**Task to carry out:** Each entry below is to be extracted exactly.

**Dataset entries:**
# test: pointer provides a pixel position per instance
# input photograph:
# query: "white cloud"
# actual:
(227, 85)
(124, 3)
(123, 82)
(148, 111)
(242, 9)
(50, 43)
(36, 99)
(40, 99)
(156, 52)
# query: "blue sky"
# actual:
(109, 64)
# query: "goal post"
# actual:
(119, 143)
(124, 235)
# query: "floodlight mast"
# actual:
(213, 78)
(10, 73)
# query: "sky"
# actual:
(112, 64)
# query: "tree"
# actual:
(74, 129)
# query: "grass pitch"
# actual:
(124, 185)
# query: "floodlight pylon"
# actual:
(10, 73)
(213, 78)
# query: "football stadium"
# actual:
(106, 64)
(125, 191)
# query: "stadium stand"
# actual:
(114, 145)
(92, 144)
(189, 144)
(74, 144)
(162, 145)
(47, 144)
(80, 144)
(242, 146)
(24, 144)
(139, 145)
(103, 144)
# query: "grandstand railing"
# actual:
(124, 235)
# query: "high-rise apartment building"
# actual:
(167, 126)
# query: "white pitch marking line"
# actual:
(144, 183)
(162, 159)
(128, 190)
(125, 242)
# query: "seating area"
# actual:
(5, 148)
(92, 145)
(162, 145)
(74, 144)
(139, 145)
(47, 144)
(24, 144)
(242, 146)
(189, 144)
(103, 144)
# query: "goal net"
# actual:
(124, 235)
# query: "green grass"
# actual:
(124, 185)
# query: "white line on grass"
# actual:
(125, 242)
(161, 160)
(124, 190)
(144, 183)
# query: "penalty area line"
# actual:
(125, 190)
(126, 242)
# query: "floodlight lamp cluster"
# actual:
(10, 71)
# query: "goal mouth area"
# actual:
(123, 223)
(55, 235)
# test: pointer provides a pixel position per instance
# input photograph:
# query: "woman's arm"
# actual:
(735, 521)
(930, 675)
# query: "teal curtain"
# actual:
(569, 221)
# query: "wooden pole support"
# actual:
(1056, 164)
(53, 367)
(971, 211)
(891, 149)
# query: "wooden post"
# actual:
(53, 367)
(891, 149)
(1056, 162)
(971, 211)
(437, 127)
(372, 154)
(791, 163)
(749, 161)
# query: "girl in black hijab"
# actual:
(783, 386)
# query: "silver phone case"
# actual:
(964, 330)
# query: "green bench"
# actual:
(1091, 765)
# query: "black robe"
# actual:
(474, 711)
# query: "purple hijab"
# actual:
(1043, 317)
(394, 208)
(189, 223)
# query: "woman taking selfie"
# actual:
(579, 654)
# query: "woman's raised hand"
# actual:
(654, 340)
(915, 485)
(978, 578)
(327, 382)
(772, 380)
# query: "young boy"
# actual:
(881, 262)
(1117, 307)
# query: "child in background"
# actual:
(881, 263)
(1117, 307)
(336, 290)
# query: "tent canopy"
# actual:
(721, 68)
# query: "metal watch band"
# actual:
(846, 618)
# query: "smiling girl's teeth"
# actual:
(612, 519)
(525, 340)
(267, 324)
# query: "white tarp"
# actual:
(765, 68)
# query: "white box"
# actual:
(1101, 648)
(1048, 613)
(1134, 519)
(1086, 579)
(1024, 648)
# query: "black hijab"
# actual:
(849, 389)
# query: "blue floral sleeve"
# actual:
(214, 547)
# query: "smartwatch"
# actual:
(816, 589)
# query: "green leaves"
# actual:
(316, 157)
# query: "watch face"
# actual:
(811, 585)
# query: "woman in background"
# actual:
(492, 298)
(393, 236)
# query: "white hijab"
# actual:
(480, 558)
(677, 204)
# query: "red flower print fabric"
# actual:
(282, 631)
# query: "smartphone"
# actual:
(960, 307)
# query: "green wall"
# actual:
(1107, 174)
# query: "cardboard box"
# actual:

**The completed task:**
# test: pointer provides a pixel position per instance
# input photograph:
# query: "white cloud"
# actual:
(227, 85)
(124, 3)
(123, 82)
(148, 111)
(242, 9)
(50, 43)
(36, 99)
(40, 99)
(156, 52)
# query: "blue sky"
# actual:
(109, 64)
# query: "goal post"
# actual:
(119, 143)
(124, 235)
# query: "floodlight mast"
# actual:
(213, 78)
(10, 73)
# query: "sky"
# actual:
(112, 64)
# query: "tree"
# actual:
(74, 129)
# query: "grass pitch"
# actual:
(124, 185)
# query: "floodlight pylon"
# actual:
(10, 73)
(213, 78)
# query: "football stadium"
# actual:
(106, 64)
(125, 191)
# query: "stadium stand"
# actual:
(114, 145)
(92, 144)
(189, 144)
(74, 144)
(162, 145)
(47, 144)
(80, 144)
(242, 146)
(24, 144)
(139, 145)
(103, 144)
# query: "grandstand railing"
# actual:
(124, 235)
# query: "high-rise apartment building"
# actual:
(167, 126)
# query: "white pitch marking line"
# actual:
(144, 183)
(162, 159)
(128, 190)
(125, 242)
# query: "seating area"
# actual:
(5, 148)
(92, 145)
(162, 145)
(74, 144)
(139, 145)
(47, 144)
(24, 144)
(242, 146)
(189, 144)
(103, 144)
# query: "goal net"
# actual:
(124, 235)
# query: "green grass"
# actual:
(124, 185)
# query: "white line on grass"
# actual:
(125, 242)
(161, 160)
(124, 190)
(144, 183)
# query: "penalty area line"
# actual:
(125, 190)
(126, 242)
# query: "floodlight lamp cluster"
# actual:
(10, 71)
# query: "goal mouth area"
# actual:
(123, 223)
(55, 235)
# test: pointer provides a pixel position per instance
# input photograph:
# query: "woman's arm"
# actual:
(735, 521)
(930, 675)
# query: "teal curtain"
# actual:
(569, 221)
# query: "wooden pole support"
# actual:
(1056, 164)
(53, 367)
(971, 211)
(891, 149)
# query: "wooden post"
# actual:
(53, 367)
(891, 149)
(1056, 162)
(971, 211)
(437, 127)
(372, 154)
(791, 163)
(749, 161)
# query: "girl in black hijab"
# actual:
(783, 386)
# query: "silver phone case"
# actual:
(964, 330)
# query: "green bench"
# actual:
(1091, 765)
# query: "black robe"
# actual:
(474, 711)
# query: "purple hijab"
# actual:
(1043, 317)
(394, 208)
(189, 223)
# query: "woman taking selfie"
# actual:
(579, 654)
# query: "woman's raised hand"
# actual:
(654, 340)
(915, 485)
(978, 578)
(327, 382)
(772, 380)
# query: "young boy"
# actual:
(881, 262)
(1117, 307)
# query: "child in background"
# actual:
(881, 263)
(1117, 307)
(336, 290)
# query: "tent canopy"
# actual:
(721, 68)
# query: "metal watch band"
# actual:
(846, 618)
# query: "smiling girl's teeth"
# actual:
(612, 519)
(525, 340)
(267, 324)
# query: "white tarp"
# actual:
(765, 68)
# query: "white box"
# actual:
(1101, 648)
(1048, 613)
(1134, 519)
(1086, 579)
(1024, 648)
# query: "black hijab"
# actual:
(849, 389)
# query: "blue floral sleeve"
# actual:
(214, 547)
# query: "smartwatch"
# actual:
(816, 589)
# query: "green leaves"
# actual:
(316, 157)
# query: "watch face"
# actual:
(811, 585)
# query: "woman in background"
# actual:
(492, 298)
(393, 236)
# query: "white hijab"
# actual:
(480, 558)
(677, 204)
# query: "red flower print fabric"
# actual:
(282, 631)
# query: "smartphone"
# actual:
(960, 307)
# query: "green wall"
# actual:
(1107, 174)
# query: "cardboard box"
# actual:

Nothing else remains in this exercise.